Directions | Count how many lines in the listing below contain the word "blonde", and reply with only that number.

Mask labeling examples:
## START
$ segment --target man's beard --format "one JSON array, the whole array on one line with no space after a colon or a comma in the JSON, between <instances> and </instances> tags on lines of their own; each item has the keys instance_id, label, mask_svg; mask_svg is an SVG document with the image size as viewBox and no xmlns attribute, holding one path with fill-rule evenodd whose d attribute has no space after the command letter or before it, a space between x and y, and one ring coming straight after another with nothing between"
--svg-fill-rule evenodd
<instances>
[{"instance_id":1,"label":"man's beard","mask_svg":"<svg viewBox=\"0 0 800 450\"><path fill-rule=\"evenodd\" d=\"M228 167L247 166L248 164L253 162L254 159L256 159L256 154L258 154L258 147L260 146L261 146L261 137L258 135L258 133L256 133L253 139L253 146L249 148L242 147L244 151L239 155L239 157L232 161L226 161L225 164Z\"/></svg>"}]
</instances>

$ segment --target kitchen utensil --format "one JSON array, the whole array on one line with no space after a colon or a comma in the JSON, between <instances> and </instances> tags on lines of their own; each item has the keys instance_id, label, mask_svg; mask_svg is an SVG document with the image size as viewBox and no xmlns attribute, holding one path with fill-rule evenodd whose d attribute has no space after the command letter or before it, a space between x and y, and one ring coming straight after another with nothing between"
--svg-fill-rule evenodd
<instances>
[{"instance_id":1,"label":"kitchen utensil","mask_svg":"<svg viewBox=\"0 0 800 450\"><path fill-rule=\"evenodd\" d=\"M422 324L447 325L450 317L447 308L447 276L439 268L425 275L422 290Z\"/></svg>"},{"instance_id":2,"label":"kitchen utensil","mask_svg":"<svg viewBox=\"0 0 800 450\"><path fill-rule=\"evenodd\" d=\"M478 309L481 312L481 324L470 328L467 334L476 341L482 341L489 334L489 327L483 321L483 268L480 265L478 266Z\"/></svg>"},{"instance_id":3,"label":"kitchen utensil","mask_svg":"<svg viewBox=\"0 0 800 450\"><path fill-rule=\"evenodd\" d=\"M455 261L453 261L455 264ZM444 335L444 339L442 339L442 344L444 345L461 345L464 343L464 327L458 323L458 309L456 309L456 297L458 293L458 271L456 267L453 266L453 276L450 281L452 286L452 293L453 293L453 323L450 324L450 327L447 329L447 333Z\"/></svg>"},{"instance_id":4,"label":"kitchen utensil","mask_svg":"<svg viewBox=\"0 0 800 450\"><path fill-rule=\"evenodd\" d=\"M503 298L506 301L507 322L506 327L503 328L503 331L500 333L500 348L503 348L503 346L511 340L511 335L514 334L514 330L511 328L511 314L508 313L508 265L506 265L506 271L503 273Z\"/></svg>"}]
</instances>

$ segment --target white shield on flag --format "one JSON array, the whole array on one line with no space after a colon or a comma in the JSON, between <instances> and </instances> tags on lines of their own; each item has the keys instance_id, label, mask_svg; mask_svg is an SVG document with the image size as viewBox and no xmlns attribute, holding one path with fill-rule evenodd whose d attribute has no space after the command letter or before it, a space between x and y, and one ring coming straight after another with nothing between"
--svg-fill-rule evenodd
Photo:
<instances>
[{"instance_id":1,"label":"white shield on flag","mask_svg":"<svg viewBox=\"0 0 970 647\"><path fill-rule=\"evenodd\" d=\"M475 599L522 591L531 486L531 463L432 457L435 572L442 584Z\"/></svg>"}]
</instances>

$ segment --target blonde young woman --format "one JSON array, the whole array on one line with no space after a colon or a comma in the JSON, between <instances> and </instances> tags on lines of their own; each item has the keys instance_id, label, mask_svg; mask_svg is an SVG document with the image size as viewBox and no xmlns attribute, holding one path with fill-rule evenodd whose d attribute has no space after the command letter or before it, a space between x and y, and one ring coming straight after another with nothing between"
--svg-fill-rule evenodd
## END
Right answer | 1